Nel brano riportato, a quale importo il consiglio direttivo ha portato il 10 dicembre il piano di acquisti di debito per l'emergenza pandemica?

#### Brano riportato:
________________________

Secondo gli economisti dell’Eurotower, la seconda ondata e le conseguenti misure di contenimento a partire da metà ottobre “dovrebbero determinare un nuovo calo significativo dell’attività nel quarto trimestre, sebbene in misura molto inferiore rispetto a quanto osservato nel secondo trimestre di quest’anno”. Il bollettino specifica poi che il settore manifatturiero continua a mostrare una buona tenuta, mentre nel comparto dei servizi l’attività è ancora fortemente frenata dall’incremento dei tassi di contagio e dalle nuove restrizioni. “In un contesto caratterizzato dalla debolezza della domanda e da un significativo sottoutilizzo della capacità produttiva nei mercati del lavoro e dei beni e servizi, l’inflazione rimane molto bassa”, si legge.
Nel complesso, i dati più recenti e le proiezioni macroeconomiche formulate dagli esperti dell’Eurosistema a dicembre 2020 segnalano un impatto della pandemia sull’attività economica più pronunciato nel breve termine e una debolezza dell’inflazione più duratura rispetto a quanto precedentemente previsto. Ed è in tale contesto che, lo scorso 10 dicembre, il consiglio direttivo ha deciso di ricalibrare i propri strumenti di politica monetaria: in particolare il rilancio a 1.850 miliardi di euro del piano di acquisti di debito per l’emergenza pandemica, esteso “almeno sino alla fine di marzo 2022”, e il potenziamento dei maxi-finanziamento Tltro-III per il credito all’economia. Strumenti che, appunto, il board è pronto ad adeguare, anche per assicurare che l’inflazione continui ad avvicinarsi stabilmente all’obiettivo.
E veniamo ai governi. L’Italia, assieme a Spagna, Francia e Slovacchia, registrerà nel 2021 i disavanzi “più elevati” nell’Eurozona con percentuali superiori al 7,5% del Pil. Tuttavia, “in ragione della brusca contrazione dell’economia dell’area dell’euro, un orientamento di bilancio ambizioso e coordinato rimarrà essenziale fino a quando non si registrerà una ripresa duratura”spiega la Bce, dopo che la Commissione europea, per Belgio, Grecia, Spagna, Francia, Italia e Portogallo, ha chiesto attenzione alla sostenibilità di bilancio a medio termine.
Francoforte avverte però che “il sostegno di bilancio dovrebbe tuttavia continuare a rimanere su livelli elevati” e “finché l’emergenza sanitaria persiste e la ripresa non è in grado di autoalimentarsi, sarà importante prorogare le misure temporanee al fine di scongiurare la possibilità di variazioni brusche e significative (cliff effects)”.

________________________

#### Dati forniti:
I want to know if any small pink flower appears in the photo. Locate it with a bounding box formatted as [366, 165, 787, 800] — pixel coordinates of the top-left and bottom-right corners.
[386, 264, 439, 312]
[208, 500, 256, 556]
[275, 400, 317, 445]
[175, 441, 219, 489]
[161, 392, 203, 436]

________________________

#### Risposta:
Il piano è stato portato a 1.850 miliardi di euro.